Extract —

Workflow for batch analysis - generation of classifiers

Hi there,

i have started to try qupath in order to achieve a more reproducible analysis compared to conventional scoring systems. I am a bit lost regarding the best way to tackle the following project: i have around 90 whole slide scans of tissue stained for FasL which is expressed in tumor tissue and in the stromal compartment as well.
Ideally i would like to analyse both compartments seperately but tumor expression is the main goal.

The first problem is that i find it hard to get a classifier that works for all samples - can this be salvaged by using examples from several slides in order to train the classifier?

  1. Would you train the classifiers first in small annotations and afterwards use scripts to select the whole tissue and use cell detect on it? I first tried it with the whole sample (small biopsies) but there was significant lag while contouring the different compartments (128GB ram…)

  2. How many additional features would you try to create? I have seen two smoothened feature sets (25µm and 70µm) used but is this helpful?

Another possibility is of course manual delineation of tumor tissue but i would like to avoid this, if possible.

I am sorry if my questions seem a bit confusing but i am stuck at the moment and would appreciate some input.

Work request 1 —
How would you restate the paragraph in the QuPath post that begins "Would you train the classifiers first" more briefly?
Work request 2 —
Can you carry on the QuPath post from where it stops?
The lines after this post aren't needed for anything here.

Given information —
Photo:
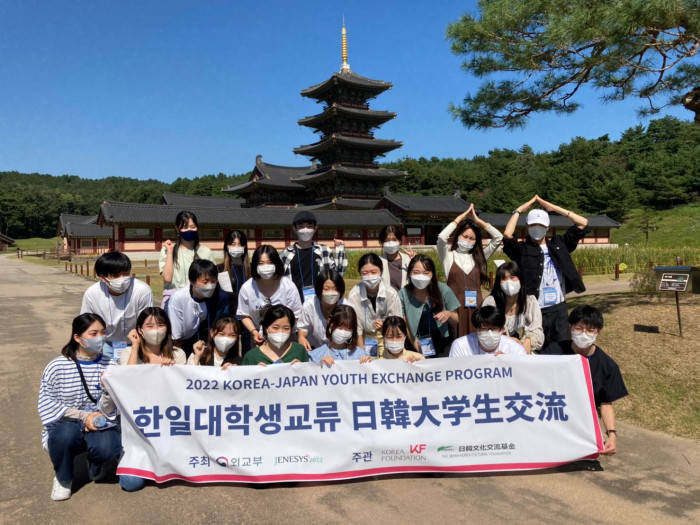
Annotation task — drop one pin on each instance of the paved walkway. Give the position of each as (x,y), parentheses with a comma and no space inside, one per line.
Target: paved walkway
(653,479)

Answer section 1 —
Should classifiers be trained on small annotations first, with scripts then selecting the whole tissue and running cell detection on it? Working on whole small biopsies caused significant lag when contouring the compartments, even with 128GB of RAM.

Answer section 2 —
Best regards
daniel

The more automated you want to get, the more the staining/fixation/all other steps up the pipeline need to be done perfectly to produce uniform results. The workshop in San Diego at LJI recently really emphasized that. Brightfield images in general are also harder to quantify due to stains like DAB not really producing linear measurements (semi-quantitative). Whether you can do it? Maybe, depends on your slides :slight_smile:

That said, you can definitely train classifiers across multiple images, and I would recommend using a minimal number of both detection objects and measurements. Work your way up as necessary. One of the more common mistakes is selecting too many measurements that are at least partially redundant (cytoplasmic DAB and whole cell DAB for a cytoplasmic marker) and reinforce each other, or selecting too many objects for “easy” classes. The latter biases the machine learning classifier since there are more measurements in unimportant categories that the decision trees (or whatever) can use. Overfitting can be a real danger, and reduces the ability of your model to generalize to new data. This problem is also a major factor in training deep learning models.

  1. Your lag is likely due to large annotations with many points. Smoothing the tissue annotation might help this, but extra memory will not. If you are training for cell detection, you would need cells to be present. It might help to turn detection visualizations off while moving around the tissue (D or H key depending on your version)
  2. Smoothing can help group cells together and overcome minor variations. It frequently looks great if you simply want to compare tumor marker to no tumor marker, since such things tend to come in clumps. It can be absolutely terrible to use if you are looking for small populations (or infrequent), like tumor infiltrating lymphocytes. You will smooth them right out of existence.

Tumor detection will get a lot easier once the pixel classifier is scriptable, but you can start playing with it now in v 0.2.0m2 if you want to see if it is worth waiting for. The other option is using SLICs,classifying them, and merging the resulting classes into annotations. So your workflow would involve two classification steps.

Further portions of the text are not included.